Given data Start Marker

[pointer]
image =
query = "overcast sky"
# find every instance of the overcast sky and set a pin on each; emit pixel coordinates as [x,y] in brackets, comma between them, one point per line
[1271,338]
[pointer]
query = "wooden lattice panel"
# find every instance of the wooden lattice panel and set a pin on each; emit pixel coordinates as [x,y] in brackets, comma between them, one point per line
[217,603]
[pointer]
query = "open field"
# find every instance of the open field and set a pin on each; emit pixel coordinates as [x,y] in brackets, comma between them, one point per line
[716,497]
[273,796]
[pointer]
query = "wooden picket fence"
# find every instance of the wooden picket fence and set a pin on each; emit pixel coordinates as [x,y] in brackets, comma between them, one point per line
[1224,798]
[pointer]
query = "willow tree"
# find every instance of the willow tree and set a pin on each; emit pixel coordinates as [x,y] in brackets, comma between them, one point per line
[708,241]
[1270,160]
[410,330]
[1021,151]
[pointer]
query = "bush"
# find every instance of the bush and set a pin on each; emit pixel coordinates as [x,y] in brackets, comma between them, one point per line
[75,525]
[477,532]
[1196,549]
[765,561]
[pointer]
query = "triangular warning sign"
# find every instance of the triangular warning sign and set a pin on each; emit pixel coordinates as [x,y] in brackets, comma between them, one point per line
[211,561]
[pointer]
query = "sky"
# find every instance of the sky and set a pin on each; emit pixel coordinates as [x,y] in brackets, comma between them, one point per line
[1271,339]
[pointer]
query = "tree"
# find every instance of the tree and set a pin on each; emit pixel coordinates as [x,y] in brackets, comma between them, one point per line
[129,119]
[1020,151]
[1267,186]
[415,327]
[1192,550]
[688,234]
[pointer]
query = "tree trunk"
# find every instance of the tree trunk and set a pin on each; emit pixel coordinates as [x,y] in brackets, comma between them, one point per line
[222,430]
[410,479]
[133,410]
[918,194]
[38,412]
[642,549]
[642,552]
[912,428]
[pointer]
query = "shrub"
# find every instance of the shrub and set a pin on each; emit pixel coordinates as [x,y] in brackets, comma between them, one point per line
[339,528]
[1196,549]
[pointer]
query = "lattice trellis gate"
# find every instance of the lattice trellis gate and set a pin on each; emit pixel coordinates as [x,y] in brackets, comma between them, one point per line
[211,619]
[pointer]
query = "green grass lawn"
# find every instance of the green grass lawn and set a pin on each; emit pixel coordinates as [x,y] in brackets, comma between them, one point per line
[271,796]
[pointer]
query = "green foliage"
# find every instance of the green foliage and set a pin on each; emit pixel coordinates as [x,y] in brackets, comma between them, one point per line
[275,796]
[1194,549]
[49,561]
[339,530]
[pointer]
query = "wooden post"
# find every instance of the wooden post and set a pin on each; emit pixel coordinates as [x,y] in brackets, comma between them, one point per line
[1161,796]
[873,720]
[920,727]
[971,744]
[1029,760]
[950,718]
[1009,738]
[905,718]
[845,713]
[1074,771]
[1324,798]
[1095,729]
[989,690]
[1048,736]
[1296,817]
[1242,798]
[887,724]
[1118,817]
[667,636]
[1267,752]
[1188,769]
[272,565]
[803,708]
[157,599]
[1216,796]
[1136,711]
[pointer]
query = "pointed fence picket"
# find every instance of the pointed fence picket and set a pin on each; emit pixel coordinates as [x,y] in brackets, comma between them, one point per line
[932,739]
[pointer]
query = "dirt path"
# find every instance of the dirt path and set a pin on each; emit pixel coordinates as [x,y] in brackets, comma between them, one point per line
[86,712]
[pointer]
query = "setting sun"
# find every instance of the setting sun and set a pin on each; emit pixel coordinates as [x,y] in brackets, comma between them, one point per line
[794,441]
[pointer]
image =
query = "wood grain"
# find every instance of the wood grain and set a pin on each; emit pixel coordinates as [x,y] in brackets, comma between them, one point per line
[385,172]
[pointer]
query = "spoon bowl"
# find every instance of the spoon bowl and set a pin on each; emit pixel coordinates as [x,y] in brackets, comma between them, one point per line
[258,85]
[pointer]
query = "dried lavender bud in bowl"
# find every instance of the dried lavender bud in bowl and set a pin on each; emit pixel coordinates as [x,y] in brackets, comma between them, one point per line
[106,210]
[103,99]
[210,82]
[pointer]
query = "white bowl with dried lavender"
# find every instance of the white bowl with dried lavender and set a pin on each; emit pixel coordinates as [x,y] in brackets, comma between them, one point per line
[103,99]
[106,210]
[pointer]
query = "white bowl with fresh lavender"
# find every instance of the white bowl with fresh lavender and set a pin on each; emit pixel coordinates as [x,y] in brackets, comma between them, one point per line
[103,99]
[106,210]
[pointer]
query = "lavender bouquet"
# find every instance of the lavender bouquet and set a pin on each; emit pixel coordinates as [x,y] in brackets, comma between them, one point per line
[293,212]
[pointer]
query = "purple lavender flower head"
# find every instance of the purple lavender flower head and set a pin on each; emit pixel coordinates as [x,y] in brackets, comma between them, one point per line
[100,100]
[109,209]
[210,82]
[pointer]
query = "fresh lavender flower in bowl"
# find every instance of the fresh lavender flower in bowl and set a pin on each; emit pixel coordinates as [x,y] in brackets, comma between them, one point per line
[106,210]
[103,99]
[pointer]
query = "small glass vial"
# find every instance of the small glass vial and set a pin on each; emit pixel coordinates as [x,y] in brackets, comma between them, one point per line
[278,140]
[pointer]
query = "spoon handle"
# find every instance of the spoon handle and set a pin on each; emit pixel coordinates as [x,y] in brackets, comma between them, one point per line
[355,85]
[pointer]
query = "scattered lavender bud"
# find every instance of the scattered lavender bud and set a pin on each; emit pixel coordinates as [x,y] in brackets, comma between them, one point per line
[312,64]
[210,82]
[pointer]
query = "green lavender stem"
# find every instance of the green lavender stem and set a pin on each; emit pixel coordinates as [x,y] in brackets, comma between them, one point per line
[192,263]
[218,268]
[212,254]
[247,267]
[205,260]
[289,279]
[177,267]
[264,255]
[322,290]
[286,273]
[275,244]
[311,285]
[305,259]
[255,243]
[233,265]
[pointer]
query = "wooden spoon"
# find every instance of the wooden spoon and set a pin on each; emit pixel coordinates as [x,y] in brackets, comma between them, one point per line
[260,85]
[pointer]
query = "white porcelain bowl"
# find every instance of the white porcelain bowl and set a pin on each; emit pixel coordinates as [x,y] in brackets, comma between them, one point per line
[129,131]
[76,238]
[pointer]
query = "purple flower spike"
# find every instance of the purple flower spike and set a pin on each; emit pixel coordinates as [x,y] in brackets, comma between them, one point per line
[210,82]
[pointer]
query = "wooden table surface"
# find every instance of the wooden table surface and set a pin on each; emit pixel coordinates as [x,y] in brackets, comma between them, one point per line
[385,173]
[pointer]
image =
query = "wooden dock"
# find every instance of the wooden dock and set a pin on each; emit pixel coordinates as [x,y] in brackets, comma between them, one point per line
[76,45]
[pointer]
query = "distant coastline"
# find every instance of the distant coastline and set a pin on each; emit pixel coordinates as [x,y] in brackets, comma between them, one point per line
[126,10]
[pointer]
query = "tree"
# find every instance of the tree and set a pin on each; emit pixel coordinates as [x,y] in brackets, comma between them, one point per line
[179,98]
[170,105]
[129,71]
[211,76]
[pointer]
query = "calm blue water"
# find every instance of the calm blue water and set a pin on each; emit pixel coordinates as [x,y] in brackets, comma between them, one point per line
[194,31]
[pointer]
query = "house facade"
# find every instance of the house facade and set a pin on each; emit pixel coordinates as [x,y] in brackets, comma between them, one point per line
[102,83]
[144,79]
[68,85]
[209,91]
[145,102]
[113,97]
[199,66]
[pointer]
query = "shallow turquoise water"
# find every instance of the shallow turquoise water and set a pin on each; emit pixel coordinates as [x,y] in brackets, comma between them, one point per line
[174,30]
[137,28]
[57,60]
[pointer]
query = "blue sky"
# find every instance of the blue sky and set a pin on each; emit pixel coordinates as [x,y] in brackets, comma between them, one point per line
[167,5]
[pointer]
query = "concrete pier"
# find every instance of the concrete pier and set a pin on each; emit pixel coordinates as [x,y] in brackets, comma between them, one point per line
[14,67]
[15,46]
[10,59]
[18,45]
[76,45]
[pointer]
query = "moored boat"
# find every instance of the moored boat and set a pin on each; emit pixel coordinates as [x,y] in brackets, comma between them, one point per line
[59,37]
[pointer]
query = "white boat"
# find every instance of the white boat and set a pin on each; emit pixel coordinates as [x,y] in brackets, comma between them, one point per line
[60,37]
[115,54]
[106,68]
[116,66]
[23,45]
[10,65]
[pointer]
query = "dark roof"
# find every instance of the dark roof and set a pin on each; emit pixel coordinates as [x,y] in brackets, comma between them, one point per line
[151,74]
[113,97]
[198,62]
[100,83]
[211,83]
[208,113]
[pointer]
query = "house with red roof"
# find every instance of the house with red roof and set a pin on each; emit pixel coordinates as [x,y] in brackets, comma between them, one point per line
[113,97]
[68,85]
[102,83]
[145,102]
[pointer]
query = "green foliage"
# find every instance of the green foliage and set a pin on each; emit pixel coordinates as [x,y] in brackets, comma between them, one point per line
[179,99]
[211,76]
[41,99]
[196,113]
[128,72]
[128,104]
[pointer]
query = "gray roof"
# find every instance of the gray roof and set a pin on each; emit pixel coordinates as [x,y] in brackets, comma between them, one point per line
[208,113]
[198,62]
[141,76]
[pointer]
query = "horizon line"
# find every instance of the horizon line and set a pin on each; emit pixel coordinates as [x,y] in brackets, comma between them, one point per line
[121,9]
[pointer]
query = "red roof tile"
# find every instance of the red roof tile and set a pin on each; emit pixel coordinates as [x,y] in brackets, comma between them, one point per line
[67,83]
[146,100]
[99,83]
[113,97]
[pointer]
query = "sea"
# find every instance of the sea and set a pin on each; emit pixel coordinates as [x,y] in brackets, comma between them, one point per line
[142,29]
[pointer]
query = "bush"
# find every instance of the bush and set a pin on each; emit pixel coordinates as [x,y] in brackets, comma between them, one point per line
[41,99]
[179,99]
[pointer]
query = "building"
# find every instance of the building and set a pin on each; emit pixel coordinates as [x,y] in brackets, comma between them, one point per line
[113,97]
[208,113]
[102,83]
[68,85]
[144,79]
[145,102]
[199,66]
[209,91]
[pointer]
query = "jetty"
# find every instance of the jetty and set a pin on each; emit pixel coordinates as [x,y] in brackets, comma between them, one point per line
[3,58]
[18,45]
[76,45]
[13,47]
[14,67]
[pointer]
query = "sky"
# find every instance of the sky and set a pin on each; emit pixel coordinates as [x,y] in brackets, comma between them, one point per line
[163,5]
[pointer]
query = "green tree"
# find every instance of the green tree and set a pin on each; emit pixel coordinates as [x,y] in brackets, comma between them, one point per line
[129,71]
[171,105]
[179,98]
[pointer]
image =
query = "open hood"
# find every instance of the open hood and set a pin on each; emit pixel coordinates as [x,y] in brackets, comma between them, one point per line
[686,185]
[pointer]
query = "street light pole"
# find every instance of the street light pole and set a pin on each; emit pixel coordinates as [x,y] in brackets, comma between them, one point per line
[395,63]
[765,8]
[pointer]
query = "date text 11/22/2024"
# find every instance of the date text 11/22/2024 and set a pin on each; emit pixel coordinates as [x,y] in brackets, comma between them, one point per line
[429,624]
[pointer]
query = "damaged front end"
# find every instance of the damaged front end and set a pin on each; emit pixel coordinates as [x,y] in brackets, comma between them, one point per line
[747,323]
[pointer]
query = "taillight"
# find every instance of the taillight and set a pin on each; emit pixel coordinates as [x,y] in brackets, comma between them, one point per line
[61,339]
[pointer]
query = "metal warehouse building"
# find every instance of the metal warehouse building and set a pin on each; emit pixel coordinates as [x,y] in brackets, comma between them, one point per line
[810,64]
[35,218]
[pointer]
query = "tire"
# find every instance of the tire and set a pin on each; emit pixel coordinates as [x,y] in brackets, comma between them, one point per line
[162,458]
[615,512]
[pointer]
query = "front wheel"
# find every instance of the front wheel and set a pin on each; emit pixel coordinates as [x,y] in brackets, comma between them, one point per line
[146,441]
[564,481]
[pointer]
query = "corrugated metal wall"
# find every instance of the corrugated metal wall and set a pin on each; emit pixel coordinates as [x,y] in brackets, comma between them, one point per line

Given data End Marker

- **Exercise**:
Among the entries above, find every line holding "wall" and copy it.

- **Problem solution**:
query = "corrugated metal wall"
# find every instance of the corrugated metal wall and set a pin on each; emit pixel coordinates as [x,y] in brackets, comma between them, one point per line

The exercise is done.